**Complete the following:**
a: In the ICANN article, how many websites did the FDA, Interpol and other countries work to bring down over the summer?
b: Update the stretch of the ICANN article from "Officials from the" through "websites since February.", putting "questionable" in place of "suspicious".

The Internet Corporation for Assigned Names and Numbers (ICANN) has been under criticism lately for not being aggressive enough in cracking down on illegal online pharmacies. According to a Wall Street Journal investigation, complaints in the thousands about online pharmacies have accumulated since ICANN stopped maintaining one of its servers in 2012.
ICANN could help crack down on illegal online pharmacy operators, but ICANN remains resolved in the stance that they are not a regulatory agency. Fadi Chehade, ICANN’s Chief Executive said the powers of the organization are limited. ICANN manages technical functions and oversees registrars that sell Web addresses. He said that his critics don’t understand the role of his organization, comparing ICANN to the Department of Motor Vehicles, “We authorize a group of license plates to registrars to do business. I’m not responsible for what happens in the car.”
Over the summer, the Food and Drug Administration (FDA), Interpol and a conglomerate of other countries worked together to bring down more than 1,300 websites believed to be selling drugs without prescriptions. The Chinese company that registered the sites said that it could not take action against them.
Officials from the FDA and Interpol requested ICANN to get involved. According to ICANN, they are continuing to investigate the situation. LegitScript, a company that tracks online pharmacies, reports ICANN removed only 700 of the nearly 5,000 suspicious drug selling websites since February.
“I don’t know how, contractually, we could do something different than what we are doing,” Akram Atallah, president of ICANN’s global domains division, said to the Wall Street Journal. He says their powers of enforcement are limited to making sure that registration companies are abiding to what is written in the terms of their contracts. Since 2013, the terms of agreement for registration companies include instructions to scrutinize reports of any illegal activity.

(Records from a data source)
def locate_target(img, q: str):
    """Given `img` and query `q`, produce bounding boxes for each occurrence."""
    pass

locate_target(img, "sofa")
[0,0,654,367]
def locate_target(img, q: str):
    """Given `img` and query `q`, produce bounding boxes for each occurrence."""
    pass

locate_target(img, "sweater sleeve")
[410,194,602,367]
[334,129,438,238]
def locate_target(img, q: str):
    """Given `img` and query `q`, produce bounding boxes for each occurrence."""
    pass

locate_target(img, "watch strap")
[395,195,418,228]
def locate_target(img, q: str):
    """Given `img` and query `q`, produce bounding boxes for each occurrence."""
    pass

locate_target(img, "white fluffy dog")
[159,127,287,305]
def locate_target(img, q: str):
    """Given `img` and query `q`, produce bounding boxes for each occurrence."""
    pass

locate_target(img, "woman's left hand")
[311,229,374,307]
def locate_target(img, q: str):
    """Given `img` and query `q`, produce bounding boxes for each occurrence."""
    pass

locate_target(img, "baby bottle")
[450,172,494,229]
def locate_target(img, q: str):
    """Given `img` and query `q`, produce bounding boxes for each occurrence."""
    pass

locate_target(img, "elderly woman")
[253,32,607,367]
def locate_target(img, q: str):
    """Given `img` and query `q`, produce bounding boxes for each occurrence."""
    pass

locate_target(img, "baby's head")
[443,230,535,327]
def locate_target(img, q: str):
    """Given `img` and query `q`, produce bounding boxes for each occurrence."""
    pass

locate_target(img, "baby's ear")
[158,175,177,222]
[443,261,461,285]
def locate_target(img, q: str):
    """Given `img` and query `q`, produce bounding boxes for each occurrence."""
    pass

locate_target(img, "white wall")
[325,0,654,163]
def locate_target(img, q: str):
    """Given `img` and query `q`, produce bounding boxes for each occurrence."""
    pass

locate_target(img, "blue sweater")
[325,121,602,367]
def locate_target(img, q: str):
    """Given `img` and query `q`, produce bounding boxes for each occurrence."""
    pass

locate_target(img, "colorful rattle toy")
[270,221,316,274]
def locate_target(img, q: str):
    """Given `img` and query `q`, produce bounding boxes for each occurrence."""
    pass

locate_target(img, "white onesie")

**Outputs in order:**
a: More than 1,300 websites.

b:
Officials from the FDA and Interpol requested ICANN to get involved. According to ICANN, they are continuing to investigate the situation. LegitScript, a company that tracks online pharmacies, reports ICANN removed only 700 of the nearly 5,000 questionable drug selling websites since February.